======== Task inputs
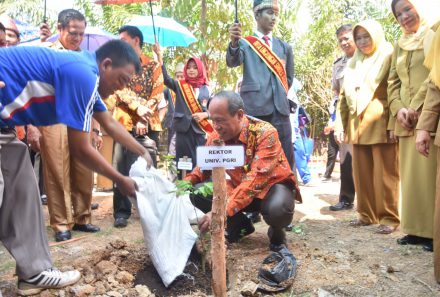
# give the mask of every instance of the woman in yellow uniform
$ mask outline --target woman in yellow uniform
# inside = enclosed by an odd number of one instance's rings
[[[393,47],[374,20],[353,29],[356,52],[348,61],[338,104],[335,137],[353,144],[358,219],[352,226],[380,224],[377,233],[399,226],[398,147],[387,130],[387,79]]]
[[[425,157],[437,154],[440,160],[440,30],[437,30],[434,41],[425,59],[425,65],[431,70],[430,82],[422,114],[417,124],[416,147]],[[433,149],[432,136],[435,133]],[[427,174],[425,174],[427,177]],[[434,272],[440,283],[440,162],[437,162],[437,183],[434,209]]]
[[[415,147],[414,133],[416,114],[422,110],[427,91],[429,70],[423,61],[435,34],[425,10],[429,3],[422,1],[393,0],[391,3],[403,34],[394,48],[388,102],[396,119],[392,128],[399,139],[401,228],[407,234],[397,239],[397,243],[423,244],[425,250],[432,251],[437,156],[421,156]]]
================
Above are the records; copy them exactly without the pictures.

# give the mask of every instance of the woman in yellow uniform
$ mask outline --target woman in yellow uniform
# inside = enclosed by an odd number of one instance's rings
[[[393,47],[374,20],[353,29],[356,52],[348,61],[338,104],[335,137],[353,144],[358,219],[352,226],[380,224],[377,233],[399,226],[398,147],[387,130],[387,79]]]
[[[425,157],[437,154],[440,160],[440,30],[437,30],[434,41],[425,59],[425,65],[431,70],[430,82],[422,114],[417,124],[416,147]],[[433,149],[432,136],[435,133]],[[427,174],[425,174],[427,177]],[[434,272],[440,283],[440,162],[437,162],[437,183],[434,209]]]
[[[415,147],[414,133],[416,114],[422,110],[427,91],[429,70],[423,61],[435,34],[425,10],[429,3],[422,1],[393,0],[391,3],[403,34],[394,48],[388,102],[396,119],[392,128],[399,139],[401,228],[407,234],[397,239],[397,243],[423,244],[425,250],[432,251],[437,156],[421,156]]]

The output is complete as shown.